* [REQUIRED WORK]
(1) Write out the kids' songs article word for word, between "We consulted Gary" and "Billboard's top spot.", inclusive.
(2) In the kids' songs article, name each song whose peak chart position is given, along with that position.
(3) Answer these from the kids' songs article:
(a) What is Gary Trust's job?
(b) For how many consecutive weeks did "The Chipmunk Song" stay at No. 1?
(c) Who performed "Let It Go"?

It's exceedingly rare for kid-targeted pop songs to crack the Billboard charts. But "Baby Shark" isn't the first kid's song to reach the hallowed stomping grounds of legends like Michael Jackson and Ariana Grande.
We consulted Gary Trust, senior director of charts at Billboard, in hopes of tracking down past kiddie songs that went full Whitney Houston. He says that although kid's songs are uncommon at Billboard, they do happen from time to time.
As evidence, behold Alvin and the Chipmunks, the imaginary rodent trio with chart success that would make Blind Melon and A-ha green with envy. In the late '50 and early '60s, The Chipmunks scored five Top 40 hits. "Alvin's Harmonica" screeched to No. 3 — and "The Chipmunk Song" clawed all the way to No. 1. It was so popular, in fact, that it held its position for four consecutive weeks, and is still the only Christmas song ever to take Billboard's top spot.
Of course, kid's movie songs sometimes push their way onto the charts. A recent inescapable example was 2014's "Let It Go," from the Disney movie "Frozen." Performed by Idina Menzel, the show tune peaked at No. 5 on the Hot 100 chart and became a cultural touchstone for both kids and adults all over the world.
In 1970, Jim Henson's Muppet Ernie sang a ditty titled "Rubber Duckie," a joyous ode to his favorite bathtub toy. The result? A hit that bounced all the way to No. 16 in late September of that year and resulted in a nomination for the Best Recording for Children Grammy in 1971 (however, it lost to "Sesame Street" by The Muppets).

* [GIVEN DATA]
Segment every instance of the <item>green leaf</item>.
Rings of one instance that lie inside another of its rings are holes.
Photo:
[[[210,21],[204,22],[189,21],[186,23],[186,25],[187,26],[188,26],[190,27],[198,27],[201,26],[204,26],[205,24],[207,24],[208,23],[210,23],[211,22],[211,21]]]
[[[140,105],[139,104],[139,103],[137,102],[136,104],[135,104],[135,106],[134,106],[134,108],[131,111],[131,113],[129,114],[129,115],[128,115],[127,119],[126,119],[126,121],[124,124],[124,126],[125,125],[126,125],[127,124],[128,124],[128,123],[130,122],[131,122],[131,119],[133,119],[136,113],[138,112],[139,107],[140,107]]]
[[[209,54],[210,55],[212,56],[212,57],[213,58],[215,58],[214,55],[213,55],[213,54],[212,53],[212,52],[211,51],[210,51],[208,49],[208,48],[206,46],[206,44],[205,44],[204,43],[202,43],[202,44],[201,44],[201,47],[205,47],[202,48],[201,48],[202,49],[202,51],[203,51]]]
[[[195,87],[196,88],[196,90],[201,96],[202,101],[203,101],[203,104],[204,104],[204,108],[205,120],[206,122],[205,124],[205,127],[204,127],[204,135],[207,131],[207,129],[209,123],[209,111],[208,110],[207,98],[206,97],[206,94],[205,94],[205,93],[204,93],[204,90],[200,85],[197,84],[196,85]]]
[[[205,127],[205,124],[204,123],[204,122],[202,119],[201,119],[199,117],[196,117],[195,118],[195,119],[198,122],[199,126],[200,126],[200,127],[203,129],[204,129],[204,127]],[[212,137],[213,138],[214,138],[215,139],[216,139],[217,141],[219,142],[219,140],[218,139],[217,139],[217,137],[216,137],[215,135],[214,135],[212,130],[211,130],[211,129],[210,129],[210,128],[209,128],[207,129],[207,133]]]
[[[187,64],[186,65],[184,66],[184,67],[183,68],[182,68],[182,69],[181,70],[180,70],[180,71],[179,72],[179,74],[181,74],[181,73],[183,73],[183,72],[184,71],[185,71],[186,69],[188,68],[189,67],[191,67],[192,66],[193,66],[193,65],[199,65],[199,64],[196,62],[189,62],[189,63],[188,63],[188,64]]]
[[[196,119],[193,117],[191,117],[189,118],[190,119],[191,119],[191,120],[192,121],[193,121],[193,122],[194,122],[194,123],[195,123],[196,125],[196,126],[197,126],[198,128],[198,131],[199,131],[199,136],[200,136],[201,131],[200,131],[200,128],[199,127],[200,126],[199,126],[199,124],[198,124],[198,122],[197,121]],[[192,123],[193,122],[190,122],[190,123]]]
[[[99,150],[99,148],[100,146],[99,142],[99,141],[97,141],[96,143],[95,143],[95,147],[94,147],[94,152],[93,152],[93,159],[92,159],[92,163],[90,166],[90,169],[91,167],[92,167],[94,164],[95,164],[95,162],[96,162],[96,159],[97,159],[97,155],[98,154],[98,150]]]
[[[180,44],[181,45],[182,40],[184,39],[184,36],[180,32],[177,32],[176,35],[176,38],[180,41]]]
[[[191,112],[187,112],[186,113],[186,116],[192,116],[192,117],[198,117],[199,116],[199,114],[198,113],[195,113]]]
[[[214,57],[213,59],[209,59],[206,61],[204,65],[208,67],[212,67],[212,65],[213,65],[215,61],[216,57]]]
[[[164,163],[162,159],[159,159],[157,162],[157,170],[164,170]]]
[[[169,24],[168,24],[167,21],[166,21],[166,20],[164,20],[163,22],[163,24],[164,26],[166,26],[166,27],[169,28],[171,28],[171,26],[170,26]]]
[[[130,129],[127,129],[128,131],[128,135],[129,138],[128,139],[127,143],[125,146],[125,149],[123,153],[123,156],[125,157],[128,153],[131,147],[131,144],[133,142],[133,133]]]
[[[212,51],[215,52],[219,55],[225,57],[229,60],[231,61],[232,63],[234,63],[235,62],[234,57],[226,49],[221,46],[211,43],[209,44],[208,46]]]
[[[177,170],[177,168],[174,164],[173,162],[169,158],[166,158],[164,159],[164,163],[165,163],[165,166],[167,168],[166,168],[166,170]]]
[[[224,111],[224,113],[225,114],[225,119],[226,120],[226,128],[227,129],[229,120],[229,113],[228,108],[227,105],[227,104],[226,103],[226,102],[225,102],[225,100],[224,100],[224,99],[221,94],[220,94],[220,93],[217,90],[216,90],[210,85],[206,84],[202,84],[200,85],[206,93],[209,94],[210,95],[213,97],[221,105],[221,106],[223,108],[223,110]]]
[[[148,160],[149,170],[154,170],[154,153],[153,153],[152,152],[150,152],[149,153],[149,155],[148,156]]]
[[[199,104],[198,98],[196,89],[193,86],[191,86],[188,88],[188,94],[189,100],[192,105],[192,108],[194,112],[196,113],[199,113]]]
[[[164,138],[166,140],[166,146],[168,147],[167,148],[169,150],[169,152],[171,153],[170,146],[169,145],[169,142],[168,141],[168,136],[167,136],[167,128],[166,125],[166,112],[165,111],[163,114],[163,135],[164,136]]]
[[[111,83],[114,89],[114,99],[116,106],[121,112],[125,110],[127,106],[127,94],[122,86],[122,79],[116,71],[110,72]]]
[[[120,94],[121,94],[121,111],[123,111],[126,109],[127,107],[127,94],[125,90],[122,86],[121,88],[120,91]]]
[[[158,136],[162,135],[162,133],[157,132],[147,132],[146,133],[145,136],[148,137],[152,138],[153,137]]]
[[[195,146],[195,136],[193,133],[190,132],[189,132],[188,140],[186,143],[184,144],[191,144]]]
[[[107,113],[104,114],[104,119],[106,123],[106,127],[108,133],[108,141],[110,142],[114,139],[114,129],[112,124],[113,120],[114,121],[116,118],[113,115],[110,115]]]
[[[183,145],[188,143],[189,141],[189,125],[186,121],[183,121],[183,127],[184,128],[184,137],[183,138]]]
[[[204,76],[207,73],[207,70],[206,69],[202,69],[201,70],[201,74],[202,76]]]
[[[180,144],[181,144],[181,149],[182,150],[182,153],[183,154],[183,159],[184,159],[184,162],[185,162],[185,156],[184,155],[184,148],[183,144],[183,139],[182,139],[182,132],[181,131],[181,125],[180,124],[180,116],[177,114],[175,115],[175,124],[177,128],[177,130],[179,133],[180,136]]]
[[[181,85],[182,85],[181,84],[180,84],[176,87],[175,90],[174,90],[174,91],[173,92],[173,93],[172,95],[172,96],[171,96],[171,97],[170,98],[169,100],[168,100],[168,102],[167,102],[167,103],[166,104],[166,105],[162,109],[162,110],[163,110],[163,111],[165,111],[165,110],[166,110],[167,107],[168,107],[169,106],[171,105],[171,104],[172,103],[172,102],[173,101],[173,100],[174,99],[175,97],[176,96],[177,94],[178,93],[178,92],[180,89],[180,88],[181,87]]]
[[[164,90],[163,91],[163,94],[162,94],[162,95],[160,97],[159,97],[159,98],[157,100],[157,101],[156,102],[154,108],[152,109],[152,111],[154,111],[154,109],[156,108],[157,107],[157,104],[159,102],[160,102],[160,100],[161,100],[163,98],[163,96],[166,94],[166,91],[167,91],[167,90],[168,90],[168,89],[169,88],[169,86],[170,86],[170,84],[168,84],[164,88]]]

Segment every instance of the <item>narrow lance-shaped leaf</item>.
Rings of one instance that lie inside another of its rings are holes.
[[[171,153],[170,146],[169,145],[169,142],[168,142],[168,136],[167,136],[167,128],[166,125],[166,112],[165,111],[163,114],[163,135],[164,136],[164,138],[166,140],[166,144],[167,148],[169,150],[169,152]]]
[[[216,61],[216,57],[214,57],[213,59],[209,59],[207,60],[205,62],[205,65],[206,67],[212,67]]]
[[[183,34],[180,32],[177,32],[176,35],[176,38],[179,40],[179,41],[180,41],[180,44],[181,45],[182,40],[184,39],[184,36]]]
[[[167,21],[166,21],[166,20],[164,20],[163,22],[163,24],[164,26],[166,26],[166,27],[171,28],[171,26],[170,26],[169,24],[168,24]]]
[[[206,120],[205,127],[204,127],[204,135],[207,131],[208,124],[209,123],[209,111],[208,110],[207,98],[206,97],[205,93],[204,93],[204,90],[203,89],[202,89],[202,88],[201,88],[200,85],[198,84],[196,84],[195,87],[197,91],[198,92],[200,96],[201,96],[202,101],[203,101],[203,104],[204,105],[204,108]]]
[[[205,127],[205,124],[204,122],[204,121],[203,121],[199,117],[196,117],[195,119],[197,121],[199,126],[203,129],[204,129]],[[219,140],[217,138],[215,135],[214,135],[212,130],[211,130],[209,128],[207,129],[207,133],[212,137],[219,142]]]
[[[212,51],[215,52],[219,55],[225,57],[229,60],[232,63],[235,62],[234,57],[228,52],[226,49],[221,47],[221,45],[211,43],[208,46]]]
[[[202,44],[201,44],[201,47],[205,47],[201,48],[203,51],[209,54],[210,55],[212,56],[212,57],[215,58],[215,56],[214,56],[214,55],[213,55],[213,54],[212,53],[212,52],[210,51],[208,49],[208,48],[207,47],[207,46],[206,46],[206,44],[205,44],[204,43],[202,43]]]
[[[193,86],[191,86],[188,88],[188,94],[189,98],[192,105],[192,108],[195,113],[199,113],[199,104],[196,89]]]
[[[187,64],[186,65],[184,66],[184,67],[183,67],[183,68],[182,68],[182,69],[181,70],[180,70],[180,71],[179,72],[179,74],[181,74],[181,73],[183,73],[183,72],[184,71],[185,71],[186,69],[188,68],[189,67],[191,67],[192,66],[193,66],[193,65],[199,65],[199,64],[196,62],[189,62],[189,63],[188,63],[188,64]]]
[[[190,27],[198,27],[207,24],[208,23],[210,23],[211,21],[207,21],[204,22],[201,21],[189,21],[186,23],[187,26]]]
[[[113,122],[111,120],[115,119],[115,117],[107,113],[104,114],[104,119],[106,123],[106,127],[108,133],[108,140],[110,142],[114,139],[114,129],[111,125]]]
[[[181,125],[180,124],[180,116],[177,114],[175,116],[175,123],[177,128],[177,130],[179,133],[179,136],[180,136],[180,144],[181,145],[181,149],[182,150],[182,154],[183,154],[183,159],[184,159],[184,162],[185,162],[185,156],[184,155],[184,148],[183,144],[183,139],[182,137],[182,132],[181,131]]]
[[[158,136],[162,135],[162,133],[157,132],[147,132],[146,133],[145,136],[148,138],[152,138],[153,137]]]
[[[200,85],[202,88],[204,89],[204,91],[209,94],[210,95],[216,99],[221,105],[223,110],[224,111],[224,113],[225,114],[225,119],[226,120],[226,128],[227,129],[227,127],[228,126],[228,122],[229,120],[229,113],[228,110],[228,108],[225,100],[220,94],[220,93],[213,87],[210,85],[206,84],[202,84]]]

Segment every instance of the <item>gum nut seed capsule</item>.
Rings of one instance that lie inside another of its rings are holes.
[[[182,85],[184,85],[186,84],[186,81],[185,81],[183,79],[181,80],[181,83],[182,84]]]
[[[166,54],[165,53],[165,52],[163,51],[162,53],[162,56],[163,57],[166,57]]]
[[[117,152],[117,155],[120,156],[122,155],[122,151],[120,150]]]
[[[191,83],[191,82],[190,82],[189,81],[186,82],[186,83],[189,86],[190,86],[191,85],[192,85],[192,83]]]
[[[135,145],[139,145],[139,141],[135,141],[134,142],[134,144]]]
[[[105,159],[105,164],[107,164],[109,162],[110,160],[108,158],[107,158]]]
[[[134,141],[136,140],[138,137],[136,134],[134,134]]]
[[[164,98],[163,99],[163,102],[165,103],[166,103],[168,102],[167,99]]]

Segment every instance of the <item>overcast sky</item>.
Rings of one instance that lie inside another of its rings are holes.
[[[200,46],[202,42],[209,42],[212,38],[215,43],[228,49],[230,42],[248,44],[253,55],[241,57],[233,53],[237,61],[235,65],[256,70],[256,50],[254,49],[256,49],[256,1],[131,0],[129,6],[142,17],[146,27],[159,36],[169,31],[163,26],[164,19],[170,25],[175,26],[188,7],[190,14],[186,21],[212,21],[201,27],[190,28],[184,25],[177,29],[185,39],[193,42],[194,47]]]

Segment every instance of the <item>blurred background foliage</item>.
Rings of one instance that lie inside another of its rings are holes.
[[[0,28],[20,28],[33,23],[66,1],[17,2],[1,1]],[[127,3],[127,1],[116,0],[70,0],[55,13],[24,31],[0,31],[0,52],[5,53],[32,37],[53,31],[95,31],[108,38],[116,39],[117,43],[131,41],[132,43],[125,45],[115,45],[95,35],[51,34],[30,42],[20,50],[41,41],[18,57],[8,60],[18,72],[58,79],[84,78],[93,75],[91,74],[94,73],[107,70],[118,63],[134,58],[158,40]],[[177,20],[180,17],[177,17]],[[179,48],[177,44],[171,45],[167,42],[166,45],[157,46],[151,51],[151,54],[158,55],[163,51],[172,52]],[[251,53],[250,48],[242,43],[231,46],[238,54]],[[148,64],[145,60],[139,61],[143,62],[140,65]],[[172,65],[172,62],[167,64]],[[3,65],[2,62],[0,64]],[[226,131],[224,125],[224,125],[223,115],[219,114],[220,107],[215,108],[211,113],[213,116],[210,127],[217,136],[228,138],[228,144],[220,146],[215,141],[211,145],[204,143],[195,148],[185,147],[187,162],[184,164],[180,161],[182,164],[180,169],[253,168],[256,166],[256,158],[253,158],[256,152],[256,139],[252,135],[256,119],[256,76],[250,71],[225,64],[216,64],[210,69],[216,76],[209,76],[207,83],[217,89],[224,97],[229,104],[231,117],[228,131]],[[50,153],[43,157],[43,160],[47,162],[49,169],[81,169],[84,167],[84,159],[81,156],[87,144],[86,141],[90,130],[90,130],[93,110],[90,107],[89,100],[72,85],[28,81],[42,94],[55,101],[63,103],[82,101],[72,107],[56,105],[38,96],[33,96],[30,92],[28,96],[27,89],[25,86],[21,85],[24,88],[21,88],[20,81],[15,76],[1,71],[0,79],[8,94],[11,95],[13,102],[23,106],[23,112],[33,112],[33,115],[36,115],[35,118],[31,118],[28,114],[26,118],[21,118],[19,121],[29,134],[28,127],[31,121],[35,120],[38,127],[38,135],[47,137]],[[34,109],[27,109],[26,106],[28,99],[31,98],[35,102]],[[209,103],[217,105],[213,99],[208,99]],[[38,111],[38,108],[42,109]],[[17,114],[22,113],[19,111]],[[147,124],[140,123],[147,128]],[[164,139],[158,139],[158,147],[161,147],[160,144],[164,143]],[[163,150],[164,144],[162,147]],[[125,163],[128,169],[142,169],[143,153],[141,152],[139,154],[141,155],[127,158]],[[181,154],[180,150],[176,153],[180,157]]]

* [PROBLEM SOLUTIONS]
(1)
We consulted Gary Trust, senior director of charts at Billboard, in hopes of tracking down past kiddie songs that went full Whitney Houston. He says that although kid's songs are uncommon at Billboard, they do happen from time to time.
As evidence, behold Alvin and the Chipmunks, the imaginary rodent trio with chart success that would make Blind Melon and A-ha green with envy. In the late '50 and early '60s, The Chipmunks scored five Top 40 hits. "Alvin's Harmonica" screeched to No. 3 — and "The Chipmunk Song" clawed all the way to No. 1. It was so popular, in fact, that it held its position for four consecutive weeks, and is still the only Christmas song ever to take Billboard's top spot.

(2)
"Alvin's Harmonica": No. 3
"The Chipmunk Song": No. 1
"Let It Go": No. 5
"Rubber Duckie": No. 16

(3)
(a) Senior director of charts at Billboard
(b) Four
(c) Idina Menzel